[start DATASET RECORDS]

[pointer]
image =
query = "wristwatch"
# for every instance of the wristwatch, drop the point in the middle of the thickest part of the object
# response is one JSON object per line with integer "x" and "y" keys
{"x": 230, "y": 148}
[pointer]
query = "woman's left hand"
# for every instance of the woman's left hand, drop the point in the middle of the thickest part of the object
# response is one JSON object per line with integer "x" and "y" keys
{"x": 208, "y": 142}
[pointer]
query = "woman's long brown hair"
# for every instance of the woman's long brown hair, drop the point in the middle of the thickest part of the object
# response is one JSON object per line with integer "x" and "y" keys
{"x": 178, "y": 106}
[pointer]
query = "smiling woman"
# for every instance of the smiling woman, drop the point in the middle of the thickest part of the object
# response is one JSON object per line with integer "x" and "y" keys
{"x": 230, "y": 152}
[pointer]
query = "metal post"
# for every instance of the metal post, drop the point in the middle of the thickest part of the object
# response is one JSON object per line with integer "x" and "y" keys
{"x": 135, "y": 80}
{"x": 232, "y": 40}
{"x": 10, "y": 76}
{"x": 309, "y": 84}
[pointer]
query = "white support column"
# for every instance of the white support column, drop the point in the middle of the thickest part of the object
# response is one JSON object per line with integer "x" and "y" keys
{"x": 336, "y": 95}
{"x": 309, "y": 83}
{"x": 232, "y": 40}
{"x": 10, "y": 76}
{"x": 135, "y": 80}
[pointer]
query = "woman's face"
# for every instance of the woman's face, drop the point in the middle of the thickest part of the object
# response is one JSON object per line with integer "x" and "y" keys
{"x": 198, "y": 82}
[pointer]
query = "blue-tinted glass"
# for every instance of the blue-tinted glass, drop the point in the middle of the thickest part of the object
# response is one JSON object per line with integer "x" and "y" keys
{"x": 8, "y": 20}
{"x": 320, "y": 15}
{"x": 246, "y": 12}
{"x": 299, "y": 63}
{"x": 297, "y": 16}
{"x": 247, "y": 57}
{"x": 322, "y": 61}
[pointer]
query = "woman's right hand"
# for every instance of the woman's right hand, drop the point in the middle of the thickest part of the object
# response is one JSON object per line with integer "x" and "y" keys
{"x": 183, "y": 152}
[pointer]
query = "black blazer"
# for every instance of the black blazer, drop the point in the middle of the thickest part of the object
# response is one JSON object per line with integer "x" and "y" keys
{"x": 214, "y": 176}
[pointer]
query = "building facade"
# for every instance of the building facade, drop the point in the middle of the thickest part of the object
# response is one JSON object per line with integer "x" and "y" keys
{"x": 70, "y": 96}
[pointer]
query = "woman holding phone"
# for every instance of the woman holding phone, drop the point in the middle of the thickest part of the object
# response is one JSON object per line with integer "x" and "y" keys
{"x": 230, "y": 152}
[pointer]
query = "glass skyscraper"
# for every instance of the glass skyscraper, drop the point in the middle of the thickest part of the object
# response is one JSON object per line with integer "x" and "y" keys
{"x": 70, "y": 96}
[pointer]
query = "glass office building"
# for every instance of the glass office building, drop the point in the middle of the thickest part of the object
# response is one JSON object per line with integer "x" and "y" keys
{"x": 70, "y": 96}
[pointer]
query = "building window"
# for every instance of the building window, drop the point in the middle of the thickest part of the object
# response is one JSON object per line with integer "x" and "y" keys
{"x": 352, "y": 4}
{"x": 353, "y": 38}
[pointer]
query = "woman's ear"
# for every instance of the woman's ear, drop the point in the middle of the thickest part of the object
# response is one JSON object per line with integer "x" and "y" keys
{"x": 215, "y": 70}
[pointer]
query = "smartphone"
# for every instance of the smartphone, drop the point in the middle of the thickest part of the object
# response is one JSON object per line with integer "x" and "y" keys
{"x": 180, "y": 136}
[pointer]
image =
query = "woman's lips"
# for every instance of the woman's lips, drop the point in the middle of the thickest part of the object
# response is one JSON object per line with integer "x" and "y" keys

[end DATASET RECORDS]

Reproduce the data, keeping every line exactly the same.

[pointer]
image =
query = "wristwatch"
# for every instance of the wristwatch, drop the point in the middle of the thickest part of the object
# response is one JSON object per line with integer "x" and "y" keys
{"x": 230, "y": 148}
[pointer]
query = "woman's left hand"
# for every instance of the woman's left hand, drop the point in the middle of the thickest part of the object
# response is one JSON object per line with integer "x" and "y" keys
{"x": 208, "y": 142}
[pointer]
query = "woman's long brown hair"
# for every instance of the woman's long brown hair, drop the point in the middle of the thickest part of the object
# response is one JSON object per line with integer "x" and "y" keys
{"x": 178, "y": 106}
[pointer]
query = "smiling woman"
# for every instance of the smiling woman, drop the point in the middle of the thickest part of the object
# response is one JSON object per line with integer "x" and "y" keys
{"x": 230, "y": 152}
[pointer]
query = "metal post"
# for every instance of the metal post, drop the point in the middle of the thickest part of the object
# response is one JSON object per line with integer "x" and "y" keys
{"x": 135, "y": 80}
{"x": 232, "y": 40}
{"x": 10, "y": 76}
{"x": 309, "y": 84}
[pointer]
query = "white support column"
# for every instance of the white support column, drop the point in the middle of the thickest part of the object
# response is one JSON object per line with integer "x" and "y" keys
{"x": 336, "y": 95}
{"x": 309, "y": 83}
{"x": 232, "y": 40}
{"x": 10, "y": 76}
{"x": 135, "y": 80}
[pointer]
query = "woman's face"
# for every instance of the woman's face, drop the point in the middle of the thickest part of the object
# response is one JSON object per line with integer "x" and "y" keys
{"x": 198, "y": 82}
[pointer]
query = "blue-tinted glass"
# for every instance of the blue-tinted glass, drop the point in the middle of the thickest part of the object
# response is one JSON object per line with integer "x" and "y" keys
{"x": 8, "y": 20}
{"x": 320, "y": 15}
{"x": 246, "y": 12}
{"x": 299, "y": 63}
{"x": 297, "y": 16}
{"x": 247, "y": 57}
{"x": 322, "y": 61}
[pointer]
query = "woman's right hand"
# for every instance of the woman's right hand, drop the point in the middle of the thickest part of the object
# response is one JSON object per line with integer "x" and "y" keys
{"x": 183, "y": 152}
[pointer]
query = "black blazer"
# for every instance of the black blazer, drop the point in the middle of the thickest part of the object
# response is one JSON object per line with integer "x" and "y" keys
{"x": 214, "y": 176}
[pointer]
query = "building facade"
# for every instance of the building facade, drop the point in the middle of the thickest part of the object
# response is one JSON object per line with integer "x" and "y" keys
{"x": 70, "y": 96}
[pointer]
query = "woman holding phone"
# for every instance of the woman holding phone, drop the point in the middle of the thickest part of the object
# response is one JSON object per line with integer "x" and "y" keys
{"x": 230, "y": 152}
[pointer]
query = "glass skyscraper"
# for every instance of the glass skyscraper, drop the point in the middle of the thickest part of the object
# response is one JSON object per line with integer "x" and "y" keys
{"x": 70, "y": 96}
[pointer]
query = "glass office building"
# for every instance of the glass office building, drop the point in the middle of the thickest part of the object
# response is one JSON object per line with integer "x" and "y" keys
{"x": 70, "y": 96}
[pointer]
query = "building window"
# for every instance of the building window, drop the point in the middle of the thickest part of the object
# response is one JSON object per line with integer "x" and "y" keys
{"x": 352, "y": 4}
{"x": 353, "y": 38}
[pointer]
query = "woman's ear"
# for every instance of the woman's ear, drop the point in the middle of the thickest part of the object
# response is one JSON object per line with integer "x" and "y" keys
{"x": 215, "y": 70}
[pointer]
query = "smartphone"
# for every instance of the smartphone, drop the point in the middle of the thickest part of the object
# response is one JSON object per line with integer "x" and "y" keys
{"x": 180, "y": 136}
[pointer]
image =
query = "woman's lips"
# for every instance of the woman's lips, drop the point in the middle of the thickest part of the object
# response is one JSON object per line with integer "x" and "y" keys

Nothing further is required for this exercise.